Supplied material:

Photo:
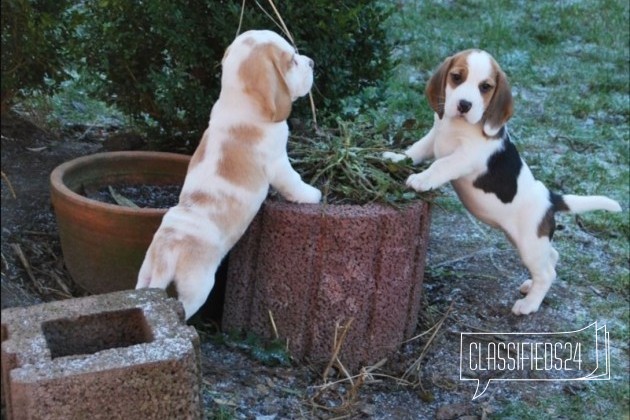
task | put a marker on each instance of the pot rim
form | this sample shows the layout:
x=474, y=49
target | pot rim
x=56, y=179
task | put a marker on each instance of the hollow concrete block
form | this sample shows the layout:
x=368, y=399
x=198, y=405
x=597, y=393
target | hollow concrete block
x=313, y=267
x=124, y=355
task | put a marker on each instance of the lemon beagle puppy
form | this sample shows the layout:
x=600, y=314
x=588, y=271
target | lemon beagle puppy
x=469, y=140
x=241, y=153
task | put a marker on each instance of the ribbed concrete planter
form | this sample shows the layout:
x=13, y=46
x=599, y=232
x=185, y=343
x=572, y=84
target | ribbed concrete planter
x=104, y=244
x=315, y=266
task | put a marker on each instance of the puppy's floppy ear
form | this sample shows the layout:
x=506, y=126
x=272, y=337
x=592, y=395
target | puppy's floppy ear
x=262, y=74
x=436, y=87
x=501, y=106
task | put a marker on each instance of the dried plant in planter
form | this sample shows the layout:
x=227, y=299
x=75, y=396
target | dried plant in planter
x=356, y=259
x=346, y=165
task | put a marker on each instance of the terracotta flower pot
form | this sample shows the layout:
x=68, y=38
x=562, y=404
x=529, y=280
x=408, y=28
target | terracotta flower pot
x=315, y=266
x=104, y=244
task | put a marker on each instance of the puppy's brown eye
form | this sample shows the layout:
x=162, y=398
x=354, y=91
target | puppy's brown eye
x=485, y=87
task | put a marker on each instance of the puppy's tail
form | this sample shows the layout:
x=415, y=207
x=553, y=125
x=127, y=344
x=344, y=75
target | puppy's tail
x=583, y=203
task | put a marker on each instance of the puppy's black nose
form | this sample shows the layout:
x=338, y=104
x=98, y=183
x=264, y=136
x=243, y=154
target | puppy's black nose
x=464, y=106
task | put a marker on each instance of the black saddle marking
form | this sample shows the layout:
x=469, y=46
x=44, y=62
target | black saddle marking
x=504, y=167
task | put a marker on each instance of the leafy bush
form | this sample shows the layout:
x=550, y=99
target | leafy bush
x=32, y=35
x=160, y=61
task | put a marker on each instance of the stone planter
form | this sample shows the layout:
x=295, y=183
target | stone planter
x=315, y=266
x=104, y=244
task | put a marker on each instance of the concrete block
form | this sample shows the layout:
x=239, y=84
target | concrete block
x=123, y=355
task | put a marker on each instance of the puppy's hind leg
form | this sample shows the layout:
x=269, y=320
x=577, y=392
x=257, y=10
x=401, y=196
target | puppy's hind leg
x=158, y=268
x=194, y=287
x=540, y=259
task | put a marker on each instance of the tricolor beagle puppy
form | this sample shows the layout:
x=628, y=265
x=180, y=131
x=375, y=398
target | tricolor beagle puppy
x=241, y=153
x=470, y=142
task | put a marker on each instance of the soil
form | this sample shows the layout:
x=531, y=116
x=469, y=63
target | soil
x=141, y=195
x=471, y=283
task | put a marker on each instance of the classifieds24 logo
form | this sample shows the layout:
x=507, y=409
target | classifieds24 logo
x=580, y=355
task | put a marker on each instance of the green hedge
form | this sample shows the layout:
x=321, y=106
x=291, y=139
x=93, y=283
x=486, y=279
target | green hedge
x=159, y=61
x=33, y=35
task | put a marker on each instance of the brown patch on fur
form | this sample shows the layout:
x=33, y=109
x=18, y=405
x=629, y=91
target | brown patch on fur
x=197, y=198
x=200, y=153
x=246, y=133
x=436, y=86
x=228, y=214
x=459, y=66
x=263, y=75
x=499, y=107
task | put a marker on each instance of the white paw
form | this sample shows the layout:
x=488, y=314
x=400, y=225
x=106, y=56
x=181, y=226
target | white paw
x=421, y=182
x=308, y=194
x=394, y=157
x=524, y=289
x=524, y=307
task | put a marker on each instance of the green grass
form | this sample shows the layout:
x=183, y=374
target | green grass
x=568, y=65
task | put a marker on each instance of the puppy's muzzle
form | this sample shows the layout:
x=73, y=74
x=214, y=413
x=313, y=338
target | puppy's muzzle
x=464, y=106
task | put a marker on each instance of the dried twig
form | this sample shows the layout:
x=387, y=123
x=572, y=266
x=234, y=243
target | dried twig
x=6, y=179
x=415, y=366
x=273, y=325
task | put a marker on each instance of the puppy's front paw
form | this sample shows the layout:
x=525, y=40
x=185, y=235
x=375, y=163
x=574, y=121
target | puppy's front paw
x=421, y=182
x=394, y=157
x=307, y=194
x=527, y=284
x=525, y=307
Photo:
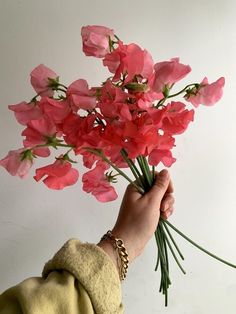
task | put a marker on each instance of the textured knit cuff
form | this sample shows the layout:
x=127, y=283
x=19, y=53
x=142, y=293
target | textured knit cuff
x=94, y=270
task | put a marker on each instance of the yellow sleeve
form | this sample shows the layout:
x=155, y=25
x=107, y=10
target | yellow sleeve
x=80, y=279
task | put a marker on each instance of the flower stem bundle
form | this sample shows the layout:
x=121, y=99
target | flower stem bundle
x=129, y=121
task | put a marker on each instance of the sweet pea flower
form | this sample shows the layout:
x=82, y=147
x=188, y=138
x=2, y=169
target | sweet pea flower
x=162, y=152
x=206, y=94
x=95, y=182
x=25, y=112
x=55, y=110
x=176, y=118
x=129, y=60
x=96, y=40
x=14, y=164
x=168, y=73
x=39, y=79
x=38, y=132
x=58, y=175
x=80, y=96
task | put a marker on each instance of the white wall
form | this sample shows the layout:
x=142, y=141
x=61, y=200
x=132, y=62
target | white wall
x=36, y=221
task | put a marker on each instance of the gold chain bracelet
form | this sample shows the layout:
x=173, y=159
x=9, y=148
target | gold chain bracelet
x=123, y=255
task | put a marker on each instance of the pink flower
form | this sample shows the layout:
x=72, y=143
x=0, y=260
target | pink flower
x=129, y=60
x=206, y=94
x=25, y=112
x=58, y=175
x=168, y=73
x=164, y=156
x=14, y=164
x=176, y=118
x=95, y=182
x=80, y=131
x=39, y=132
x=96, y=40
x=162, y=152
x=55, y=110
x=40, y=80
x=80, y=96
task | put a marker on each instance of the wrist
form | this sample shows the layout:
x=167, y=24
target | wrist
x=115, y=248
x=109, y=250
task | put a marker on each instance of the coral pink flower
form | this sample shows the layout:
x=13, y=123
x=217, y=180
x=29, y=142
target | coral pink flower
x=164, y=156
x=25, y=112
x=14, y=165
x=81, y=131
x=96, y=40
x=207, y=94
x=130, y=60
x=176, y=118
x=80, y=96
x=95, y=182
x=168, y=73
x=40, y=80
x=162, y=152
x=58, y=175
x=38, y=132
x=55, y=110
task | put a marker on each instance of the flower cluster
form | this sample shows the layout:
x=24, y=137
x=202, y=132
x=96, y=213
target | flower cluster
x=129, y=121
x=130, y=116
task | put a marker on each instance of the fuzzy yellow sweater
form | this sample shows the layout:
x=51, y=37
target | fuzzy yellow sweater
x=80, y=279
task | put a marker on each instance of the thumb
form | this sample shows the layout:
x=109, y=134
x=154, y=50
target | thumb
x=159, y=187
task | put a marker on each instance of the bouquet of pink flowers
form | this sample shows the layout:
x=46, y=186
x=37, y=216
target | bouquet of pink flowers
x=129, y=121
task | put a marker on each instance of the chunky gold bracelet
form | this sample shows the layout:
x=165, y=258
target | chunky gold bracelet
x=118, y=244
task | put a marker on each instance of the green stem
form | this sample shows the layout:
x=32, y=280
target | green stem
x=132, y=167
x=162, y=257
x=196, y=245
x=100, y=154
x=174, y=95
x=145, y=172
x=171, y=249
x=173, y=241
x=183, y=90
x=59, y=89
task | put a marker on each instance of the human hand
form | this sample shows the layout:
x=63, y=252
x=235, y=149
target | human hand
x=139, y=214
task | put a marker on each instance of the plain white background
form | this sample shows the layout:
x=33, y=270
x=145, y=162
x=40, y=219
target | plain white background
x=36, y=221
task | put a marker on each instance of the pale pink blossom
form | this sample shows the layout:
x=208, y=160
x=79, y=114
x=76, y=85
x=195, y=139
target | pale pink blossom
x=55, y=110
x=168, y=73
x=58, y=175
x=96, y=40
x=25, y=112
x=206, y=94
x=176, y=118
x=129, y=60
x=95, y=182
x=39, y=79
x=14, y=164
x=80, y=96
x=38, y=132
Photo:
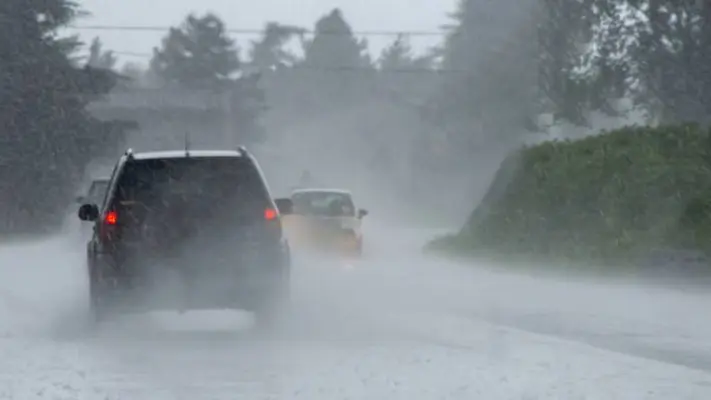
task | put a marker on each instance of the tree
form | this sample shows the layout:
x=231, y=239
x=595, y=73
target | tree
x=47, y=137
x=268, y=52
x=198, y=54
x=336, y=70
x=98, y=58
x=334, y=47
x=399, y=56
x=671, y=55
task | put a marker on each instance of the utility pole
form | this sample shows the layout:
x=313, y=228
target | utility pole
x=227, y=118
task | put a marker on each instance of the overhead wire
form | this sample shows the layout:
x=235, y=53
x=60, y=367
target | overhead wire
x=251, y=31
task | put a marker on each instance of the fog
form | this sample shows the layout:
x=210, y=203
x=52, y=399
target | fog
x=417, y=136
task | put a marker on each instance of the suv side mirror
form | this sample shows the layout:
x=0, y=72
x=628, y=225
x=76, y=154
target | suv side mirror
x=285, y=206
x=88, y=212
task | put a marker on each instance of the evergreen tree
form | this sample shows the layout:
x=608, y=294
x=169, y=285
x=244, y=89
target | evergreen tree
x=198, y=54
x=334, y=47
x=98, y=58
x=47, y=137
x=268, y=52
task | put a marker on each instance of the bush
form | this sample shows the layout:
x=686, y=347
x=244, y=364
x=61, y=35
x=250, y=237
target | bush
x=608, y=198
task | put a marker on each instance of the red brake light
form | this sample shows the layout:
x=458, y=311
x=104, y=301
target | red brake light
x=111, y=218
x=270, y=214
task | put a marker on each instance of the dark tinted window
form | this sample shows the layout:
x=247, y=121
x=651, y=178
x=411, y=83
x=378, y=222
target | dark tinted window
x=224, y=186
x=97, y=191
x=323, y=203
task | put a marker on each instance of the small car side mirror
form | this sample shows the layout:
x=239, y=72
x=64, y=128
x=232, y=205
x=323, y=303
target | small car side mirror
x=284, y=205
x=88, y=212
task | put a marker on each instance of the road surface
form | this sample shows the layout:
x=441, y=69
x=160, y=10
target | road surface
x=396, y=326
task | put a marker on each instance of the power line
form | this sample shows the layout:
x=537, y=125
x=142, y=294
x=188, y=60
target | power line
x=337, y=68
x=149, y=28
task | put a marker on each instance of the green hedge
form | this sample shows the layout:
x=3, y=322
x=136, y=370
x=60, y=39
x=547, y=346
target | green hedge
x=612, y=197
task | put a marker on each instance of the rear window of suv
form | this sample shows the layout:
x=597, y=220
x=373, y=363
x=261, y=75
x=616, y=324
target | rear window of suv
x=230, y=184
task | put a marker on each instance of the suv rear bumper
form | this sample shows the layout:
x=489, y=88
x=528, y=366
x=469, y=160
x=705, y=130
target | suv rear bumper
x=160, y=284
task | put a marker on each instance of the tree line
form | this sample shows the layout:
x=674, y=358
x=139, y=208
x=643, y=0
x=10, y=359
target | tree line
x=500, y=65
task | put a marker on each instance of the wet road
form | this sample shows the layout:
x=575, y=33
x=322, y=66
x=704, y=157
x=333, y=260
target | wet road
x=396, y=326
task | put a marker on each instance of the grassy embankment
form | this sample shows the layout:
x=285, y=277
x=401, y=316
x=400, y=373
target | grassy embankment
x=611, y=199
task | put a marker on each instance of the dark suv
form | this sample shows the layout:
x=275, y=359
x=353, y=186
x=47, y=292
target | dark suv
x=188, y=230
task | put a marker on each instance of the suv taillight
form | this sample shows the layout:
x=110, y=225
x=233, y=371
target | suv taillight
x=107, y=229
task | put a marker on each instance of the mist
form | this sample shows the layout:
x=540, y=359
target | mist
x=425, y=138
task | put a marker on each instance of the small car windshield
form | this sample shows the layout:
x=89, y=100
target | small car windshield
x=323, y=203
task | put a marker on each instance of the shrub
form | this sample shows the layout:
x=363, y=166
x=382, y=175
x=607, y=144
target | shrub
x=613, y=197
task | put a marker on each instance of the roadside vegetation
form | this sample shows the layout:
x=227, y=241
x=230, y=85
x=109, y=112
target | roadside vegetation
x=610, y=199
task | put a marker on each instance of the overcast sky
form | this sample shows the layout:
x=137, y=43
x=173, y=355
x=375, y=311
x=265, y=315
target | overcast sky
x=364, y=15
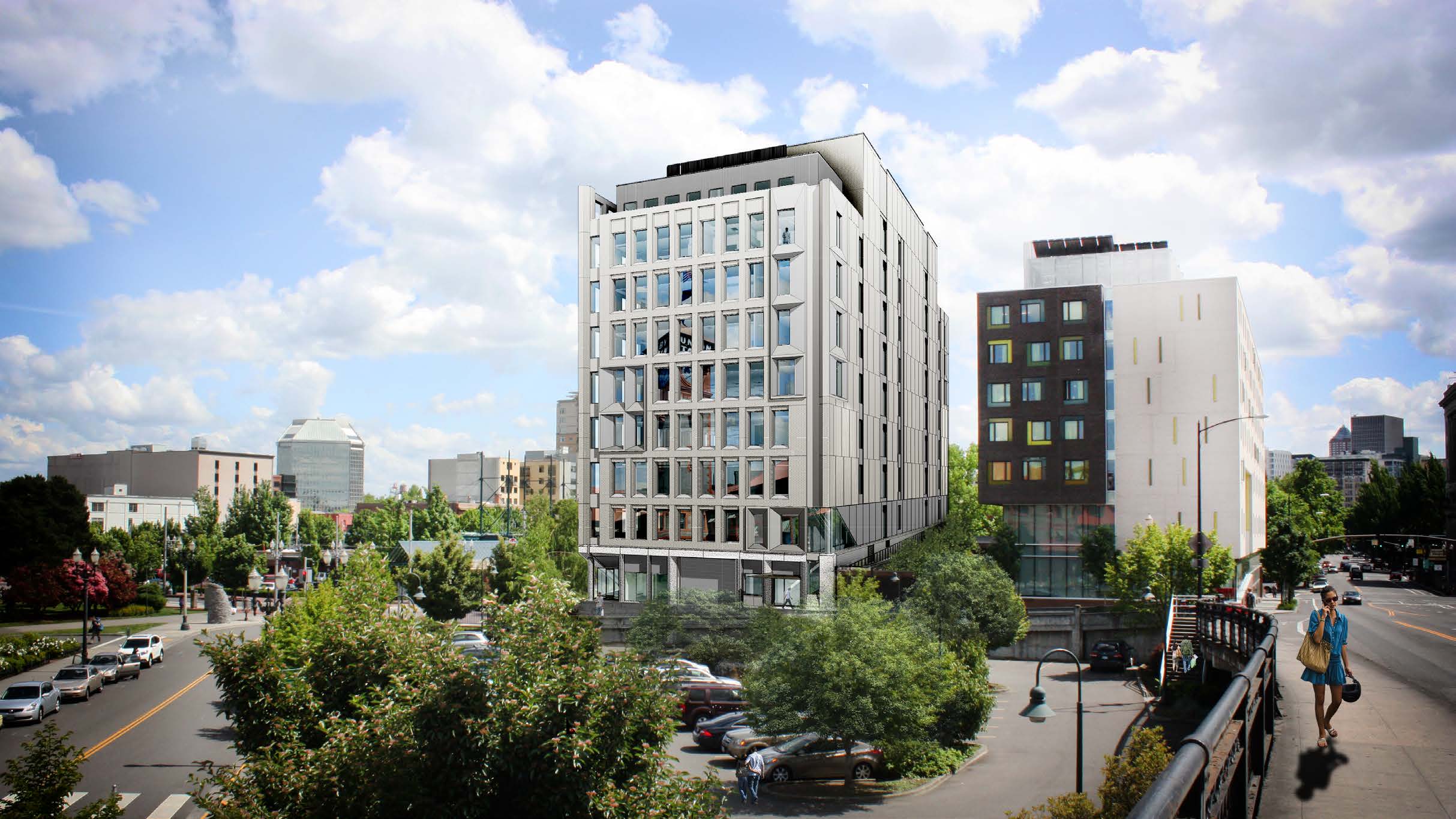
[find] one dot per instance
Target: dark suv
(1114, 655)
(704, 700)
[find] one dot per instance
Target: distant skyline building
(1376, 432)
(1094, 379)
(325, 459)
(152, 470)
(1280, 463)
(475, 478)
(762, 374)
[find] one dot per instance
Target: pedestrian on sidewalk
(1331, 627)
(752, 773)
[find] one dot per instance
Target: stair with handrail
(1182, 626)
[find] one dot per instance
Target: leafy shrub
(134, 610)
(921, 760)
(24, 652)
(151, 595)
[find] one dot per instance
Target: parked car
(29, 700)
(812, 757)
(148, 649)
(740, 742)
(703, 700)
(79, 681)
(115, 666)
(1112, 655)
(469, 640)
(710, 734)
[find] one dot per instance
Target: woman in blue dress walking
(1332, 629)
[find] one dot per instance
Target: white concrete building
(762, 374)
(115, 510)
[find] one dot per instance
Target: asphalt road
(1407, 632)
(145, 736)
(1024, 764)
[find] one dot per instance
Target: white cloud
(299, 387)
(475, 404)
(1308, 428)
(827, 104)
(66, 53)
(929, 43)
(638, 38)
(35, 210)
(117, 201)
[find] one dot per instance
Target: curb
(929, 784)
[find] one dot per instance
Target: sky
(216, 217)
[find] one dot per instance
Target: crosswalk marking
(169, 806)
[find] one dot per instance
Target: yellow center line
(143, 718)
(1391, 613)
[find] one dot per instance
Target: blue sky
(217, 217)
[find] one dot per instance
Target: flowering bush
(24, 652)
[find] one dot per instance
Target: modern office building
(762, 370)
(1094, 379)
(118, 510)
(550, 473)
(1376, 434)
(151, 470)
(473, 476)
(325, 460)
(567, 424)
(1350, 473)
(1280, 463)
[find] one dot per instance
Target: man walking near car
(752, 773)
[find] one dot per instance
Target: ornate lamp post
(88, 575)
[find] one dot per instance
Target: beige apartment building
(152, 470)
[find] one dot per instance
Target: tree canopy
(380, 719)
(41, 521)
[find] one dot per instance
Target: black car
(1112, 655)
(710, 734)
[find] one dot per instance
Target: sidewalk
(1394, 755)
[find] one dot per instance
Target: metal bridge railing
(1221, 767)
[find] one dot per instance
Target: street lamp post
(1037, 710)
(1199, 538)
(88, 577)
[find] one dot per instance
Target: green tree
(1421, 492)
(235, 559)
(436, 521)
(1378, 505)
(452, 587)
(41, 521)
(860, 673)
(1098, 550)
(1161, 559)
(385, 721)
(44, 774)
(970, 598)
(1315, 499)
(207, 520)
(1289, 550)
(258, 516)
(966, 517)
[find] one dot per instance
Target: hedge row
(24, 652)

Try it: With the pictures removed, print only the lines starting at the line that has "x=183, y=374" and ending at the line that has "x=142, y=293", both ends included, exactly as they stand above.

Reply:
x=183, y=374
target | green grass
x=568, y=65
task | put a marker on each instance of the puppy's muzzle
form | this sample shows the layout:
x=73, y=74
x=214, y=413
x=313, y=338
target | puppy's muzzle
x=464, y=106
task | put a marker on each instance of the dried twig
form | this sample shows the layout:
x=387, y=123
x=572, y=266
x=234, y=243
target | dried twig
x=6, y=179
x=415, y=366
x=273, y=325
task | put a marker on each instance of the puppy's front paw
form | this sample shows the layout:
x=525, y=40
x=185, y=235
x=375, y=163
x=574, y=121
target | puppy's front paw
x=421, y=182
x=394, y=157
x=307, y=194
x=527, y=284
x=525, y=307
Photo:
task | put a marker on each instance of the textured knit cuff
form | this sample shows the layout:
x=127, y=283
x=19, y=53
x=142, y=293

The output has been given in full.